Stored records
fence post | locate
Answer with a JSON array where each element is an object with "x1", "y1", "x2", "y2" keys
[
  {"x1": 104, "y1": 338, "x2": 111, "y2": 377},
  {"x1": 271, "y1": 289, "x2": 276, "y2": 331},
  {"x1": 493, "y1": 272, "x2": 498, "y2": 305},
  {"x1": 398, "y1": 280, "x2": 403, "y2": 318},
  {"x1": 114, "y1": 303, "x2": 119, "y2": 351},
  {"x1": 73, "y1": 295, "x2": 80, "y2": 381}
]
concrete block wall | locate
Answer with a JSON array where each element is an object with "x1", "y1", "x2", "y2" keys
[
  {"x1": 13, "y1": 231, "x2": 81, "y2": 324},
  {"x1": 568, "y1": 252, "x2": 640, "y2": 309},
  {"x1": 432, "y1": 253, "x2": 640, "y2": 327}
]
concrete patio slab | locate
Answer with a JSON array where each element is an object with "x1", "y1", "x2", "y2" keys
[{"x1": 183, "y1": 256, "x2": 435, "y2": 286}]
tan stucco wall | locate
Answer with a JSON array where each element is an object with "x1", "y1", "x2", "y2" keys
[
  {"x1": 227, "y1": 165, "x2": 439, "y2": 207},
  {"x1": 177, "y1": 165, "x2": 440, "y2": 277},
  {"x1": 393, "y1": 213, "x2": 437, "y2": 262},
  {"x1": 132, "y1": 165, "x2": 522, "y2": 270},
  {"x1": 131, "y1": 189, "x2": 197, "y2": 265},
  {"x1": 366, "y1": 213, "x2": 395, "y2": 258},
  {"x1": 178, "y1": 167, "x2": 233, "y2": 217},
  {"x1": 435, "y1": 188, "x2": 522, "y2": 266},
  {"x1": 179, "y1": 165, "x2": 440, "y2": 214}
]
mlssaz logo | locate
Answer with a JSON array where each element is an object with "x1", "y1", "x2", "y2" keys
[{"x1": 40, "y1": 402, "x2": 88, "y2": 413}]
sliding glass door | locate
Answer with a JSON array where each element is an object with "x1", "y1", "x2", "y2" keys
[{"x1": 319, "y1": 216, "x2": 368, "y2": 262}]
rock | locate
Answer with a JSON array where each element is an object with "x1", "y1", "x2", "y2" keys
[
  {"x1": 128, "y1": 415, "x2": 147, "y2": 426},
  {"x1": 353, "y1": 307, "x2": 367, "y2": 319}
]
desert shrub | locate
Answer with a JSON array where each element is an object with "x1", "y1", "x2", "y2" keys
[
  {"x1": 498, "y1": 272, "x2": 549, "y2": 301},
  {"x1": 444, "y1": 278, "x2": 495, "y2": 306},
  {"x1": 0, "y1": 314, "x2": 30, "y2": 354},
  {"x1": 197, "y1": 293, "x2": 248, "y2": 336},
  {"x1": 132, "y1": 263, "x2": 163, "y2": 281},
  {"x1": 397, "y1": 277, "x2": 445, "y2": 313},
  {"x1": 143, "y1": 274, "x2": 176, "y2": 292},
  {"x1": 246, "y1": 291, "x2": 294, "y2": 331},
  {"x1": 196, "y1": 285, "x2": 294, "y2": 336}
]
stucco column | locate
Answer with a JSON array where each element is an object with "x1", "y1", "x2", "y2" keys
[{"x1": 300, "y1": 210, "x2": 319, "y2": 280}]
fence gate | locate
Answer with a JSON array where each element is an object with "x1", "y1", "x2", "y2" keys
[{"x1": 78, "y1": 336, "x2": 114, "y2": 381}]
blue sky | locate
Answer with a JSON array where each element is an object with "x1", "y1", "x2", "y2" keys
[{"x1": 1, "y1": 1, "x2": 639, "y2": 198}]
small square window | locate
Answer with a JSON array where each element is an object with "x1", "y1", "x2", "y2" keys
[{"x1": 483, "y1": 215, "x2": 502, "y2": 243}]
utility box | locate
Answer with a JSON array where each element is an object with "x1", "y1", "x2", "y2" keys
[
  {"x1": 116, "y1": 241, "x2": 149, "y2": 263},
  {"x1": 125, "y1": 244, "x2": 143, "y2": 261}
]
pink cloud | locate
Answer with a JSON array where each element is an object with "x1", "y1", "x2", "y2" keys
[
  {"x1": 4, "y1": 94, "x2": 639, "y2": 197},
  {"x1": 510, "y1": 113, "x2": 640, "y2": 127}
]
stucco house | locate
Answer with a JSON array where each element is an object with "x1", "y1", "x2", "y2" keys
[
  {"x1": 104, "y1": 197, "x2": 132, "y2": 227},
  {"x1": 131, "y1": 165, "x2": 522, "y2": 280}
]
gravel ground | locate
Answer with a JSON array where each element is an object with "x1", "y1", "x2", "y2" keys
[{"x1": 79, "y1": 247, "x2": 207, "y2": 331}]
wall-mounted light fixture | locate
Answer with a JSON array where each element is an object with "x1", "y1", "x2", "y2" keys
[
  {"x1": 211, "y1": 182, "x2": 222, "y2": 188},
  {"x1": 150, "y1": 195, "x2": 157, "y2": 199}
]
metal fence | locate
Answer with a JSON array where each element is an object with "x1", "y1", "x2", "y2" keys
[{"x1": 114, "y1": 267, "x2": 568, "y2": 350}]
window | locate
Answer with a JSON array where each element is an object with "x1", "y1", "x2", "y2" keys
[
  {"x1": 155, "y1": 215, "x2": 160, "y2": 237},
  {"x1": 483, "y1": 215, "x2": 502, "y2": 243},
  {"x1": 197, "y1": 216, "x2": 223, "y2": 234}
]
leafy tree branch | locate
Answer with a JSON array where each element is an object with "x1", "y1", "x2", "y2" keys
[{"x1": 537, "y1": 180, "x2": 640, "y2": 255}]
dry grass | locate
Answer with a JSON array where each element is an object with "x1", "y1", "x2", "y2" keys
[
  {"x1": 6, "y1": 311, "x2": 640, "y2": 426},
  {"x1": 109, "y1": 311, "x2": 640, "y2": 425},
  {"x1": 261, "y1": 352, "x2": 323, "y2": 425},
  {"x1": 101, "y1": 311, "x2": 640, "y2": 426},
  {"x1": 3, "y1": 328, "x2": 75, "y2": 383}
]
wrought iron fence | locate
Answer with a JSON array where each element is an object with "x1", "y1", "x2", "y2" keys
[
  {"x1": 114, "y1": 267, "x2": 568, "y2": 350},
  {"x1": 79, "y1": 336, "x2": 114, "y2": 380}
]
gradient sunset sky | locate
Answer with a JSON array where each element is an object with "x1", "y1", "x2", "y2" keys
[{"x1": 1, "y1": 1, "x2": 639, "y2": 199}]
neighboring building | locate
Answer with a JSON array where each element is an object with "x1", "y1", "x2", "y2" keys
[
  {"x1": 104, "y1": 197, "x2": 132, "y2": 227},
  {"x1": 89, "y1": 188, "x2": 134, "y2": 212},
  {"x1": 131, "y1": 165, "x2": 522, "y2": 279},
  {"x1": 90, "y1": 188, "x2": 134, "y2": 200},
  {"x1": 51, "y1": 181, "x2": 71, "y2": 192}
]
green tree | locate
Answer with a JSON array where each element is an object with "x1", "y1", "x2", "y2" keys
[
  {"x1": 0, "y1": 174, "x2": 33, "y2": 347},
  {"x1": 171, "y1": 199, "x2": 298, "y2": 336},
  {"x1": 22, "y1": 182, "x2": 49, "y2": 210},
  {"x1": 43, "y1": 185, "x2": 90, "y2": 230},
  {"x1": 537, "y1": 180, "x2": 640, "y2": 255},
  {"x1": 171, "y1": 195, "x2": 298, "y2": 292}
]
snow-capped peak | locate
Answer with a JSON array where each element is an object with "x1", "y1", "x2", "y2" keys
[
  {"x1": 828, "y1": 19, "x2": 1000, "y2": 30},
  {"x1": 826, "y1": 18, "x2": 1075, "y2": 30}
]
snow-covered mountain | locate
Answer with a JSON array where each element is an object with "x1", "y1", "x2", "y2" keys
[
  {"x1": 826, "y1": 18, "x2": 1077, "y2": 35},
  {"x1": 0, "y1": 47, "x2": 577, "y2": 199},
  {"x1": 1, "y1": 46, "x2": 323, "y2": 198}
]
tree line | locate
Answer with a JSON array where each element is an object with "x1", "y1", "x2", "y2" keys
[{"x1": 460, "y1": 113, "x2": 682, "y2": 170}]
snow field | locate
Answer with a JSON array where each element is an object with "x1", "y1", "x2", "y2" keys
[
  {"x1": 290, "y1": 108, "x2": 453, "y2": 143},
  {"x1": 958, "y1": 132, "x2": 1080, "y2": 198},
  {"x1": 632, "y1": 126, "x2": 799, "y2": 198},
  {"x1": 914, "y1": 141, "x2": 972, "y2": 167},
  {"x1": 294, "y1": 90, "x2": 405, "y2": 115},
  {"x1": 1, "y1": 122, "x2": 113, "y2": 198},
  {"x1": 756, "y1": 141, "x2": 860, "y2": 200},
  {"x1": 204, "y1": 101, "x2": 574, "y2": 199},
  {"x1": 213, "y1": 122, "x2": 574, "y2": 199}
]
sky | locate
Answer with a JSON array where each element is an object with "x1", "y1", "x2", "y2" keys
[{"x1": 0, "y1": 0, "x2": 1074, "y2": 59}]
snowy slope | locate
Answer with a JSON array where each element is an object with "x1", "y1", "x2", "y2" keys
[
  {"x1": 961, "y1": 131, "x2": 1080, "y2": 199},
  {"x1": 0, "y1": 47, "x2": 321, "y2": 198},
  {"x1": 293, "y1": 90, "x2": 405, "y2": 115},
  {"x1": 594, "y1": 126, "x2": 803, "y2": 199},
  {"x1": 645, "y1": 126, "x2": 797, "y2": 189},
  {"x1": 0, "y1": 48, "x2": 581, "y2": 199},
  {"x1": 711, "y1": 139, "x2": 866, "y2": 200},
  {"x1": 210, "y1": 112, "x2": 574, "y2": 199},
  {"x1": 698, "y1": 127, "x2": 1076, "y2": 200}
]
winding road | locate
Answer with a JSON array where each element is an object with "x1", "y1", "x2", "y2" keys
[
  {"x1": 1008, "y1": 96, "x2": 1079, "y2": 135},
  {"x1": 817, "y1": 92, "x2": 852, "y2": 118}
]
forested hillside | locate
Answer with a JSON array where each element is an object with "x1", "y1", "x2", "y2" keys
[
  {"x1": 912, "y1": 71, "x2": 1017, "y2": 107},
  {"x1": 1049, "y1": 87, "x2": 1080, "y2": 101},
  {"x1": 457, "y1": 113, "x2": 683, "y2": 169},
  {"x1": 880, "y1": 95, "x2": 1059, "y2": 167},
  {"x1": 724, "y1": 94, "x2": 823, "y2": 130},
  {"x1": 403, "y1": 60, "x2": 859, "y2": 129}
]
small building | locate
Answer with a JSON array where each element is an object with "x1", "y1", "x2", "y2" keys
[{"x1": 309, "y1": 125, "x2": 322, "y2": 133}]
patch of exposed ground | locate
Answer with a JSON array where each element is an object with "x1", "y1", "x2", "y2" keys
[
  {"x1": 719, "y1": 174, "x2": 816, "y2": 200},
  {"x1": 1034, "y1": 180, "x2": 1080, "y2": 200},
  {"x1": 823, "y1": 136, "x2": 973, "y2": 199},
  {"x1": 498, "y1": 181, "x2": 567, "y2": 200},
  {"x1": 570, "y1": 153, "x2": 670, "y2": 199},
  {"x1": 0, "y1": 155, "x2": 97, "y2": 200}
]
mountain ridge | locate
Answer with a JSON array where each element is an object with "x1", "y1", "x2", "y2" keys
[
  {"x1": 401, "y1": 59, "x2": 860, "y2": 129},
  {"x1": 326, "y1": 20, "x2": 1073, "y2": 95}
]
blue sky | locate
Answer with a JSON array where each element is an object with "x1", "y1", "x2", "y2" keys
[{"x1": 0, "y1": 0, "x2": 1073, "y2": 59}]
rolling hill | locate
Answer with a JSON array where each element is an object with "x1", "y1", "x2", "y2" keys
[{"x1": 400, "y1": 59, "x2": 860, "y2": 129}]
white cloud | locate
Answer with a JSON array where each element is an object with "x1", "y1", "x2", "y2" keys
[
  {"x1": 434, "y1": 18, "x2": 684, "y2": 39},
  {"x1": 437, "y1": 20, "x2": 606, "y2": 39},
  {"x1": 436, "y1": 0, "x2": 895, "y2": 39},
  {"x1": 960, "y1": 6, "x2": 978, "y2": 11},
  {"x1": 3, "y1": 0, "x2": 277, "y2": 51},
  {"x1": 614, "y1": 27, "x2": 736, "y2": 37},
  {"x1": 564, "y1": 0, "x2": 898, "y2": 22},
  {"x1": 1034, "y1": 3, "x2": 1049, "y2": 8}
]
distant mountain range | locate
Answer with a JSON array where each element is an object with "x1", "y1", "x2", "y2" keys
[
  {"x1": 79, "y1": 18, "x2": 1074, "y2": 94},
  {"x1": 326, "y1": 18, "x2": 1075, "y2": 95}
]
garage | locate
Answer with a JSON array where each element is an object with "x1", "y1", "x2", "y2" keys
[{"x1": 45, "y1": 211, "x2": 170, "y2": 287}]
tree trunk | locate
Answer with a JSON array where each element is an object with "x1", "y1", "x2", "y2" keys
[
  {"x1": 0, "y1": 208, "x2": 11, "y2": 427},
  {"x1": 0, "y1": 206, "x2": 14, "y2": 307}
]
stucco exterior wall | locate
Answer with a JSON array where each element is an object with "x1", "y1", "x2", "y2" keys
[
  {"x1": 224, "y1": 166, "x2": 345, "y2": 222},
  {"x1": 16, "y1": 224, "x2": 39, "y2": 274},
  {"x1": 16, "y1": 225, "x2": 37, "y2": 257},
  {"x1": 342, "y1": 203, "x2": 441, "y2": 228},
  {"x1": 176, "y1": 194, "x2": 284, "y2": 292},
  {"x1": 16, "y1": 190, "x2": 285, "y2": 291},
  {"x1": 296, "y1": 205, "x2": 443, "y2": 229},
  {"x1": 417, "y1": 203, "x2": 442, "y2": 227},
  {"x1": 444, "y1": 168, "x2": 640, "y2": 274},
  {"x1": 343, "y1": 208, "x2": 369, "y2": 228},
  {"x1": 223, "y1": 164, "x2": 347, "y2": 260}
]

Exercise prompt >> Repeat the data word for word, starting at its first line and stopping after the line that contains "tan stucco wall | locate".

Response to the task >>
fence post | locate
Answer with a JSON array where each element is an object with "x1", "y1", "x2", "y2" keys
[
  {"x1": 104, "y1": 338, "x2": 111, "y2": 377},
  {"x1": 271, "y1": 289, "x2": 276, "y2": 331},
  {"x1": 493, "y1": 272, "x2": 498, "y2": 305},
  {"x1": 398, "y1": 280, "x2": 403, "y2": 318},
  {"x1": 114, "y1": 303, "x2": 119, "y2": 351},
  {"x1": 73, "y1": 295, "x2": 80, "y2": 381}
]
concrete block wall | locate
Answer with a JSON array where each element is an object with "x1", "y1", "x2", "y2" keys
[
  {"x1": 13, "y1": 231, "x2": 81, "y2": 324},
  {"x1": 568, "y1": 252, "x2": 640, "y2": 309},
  {"x1": 432, "y1": 253, "x2": 640, "y2": 327}
]
concrete patio slab | locate
Answer with a JSON array where each element is an object with "x1", "y1", "x2", "y2" keys
[{"x1": 183, "y1": 256, "x2": 435, "y2": 286}]
tan stucco wall | locate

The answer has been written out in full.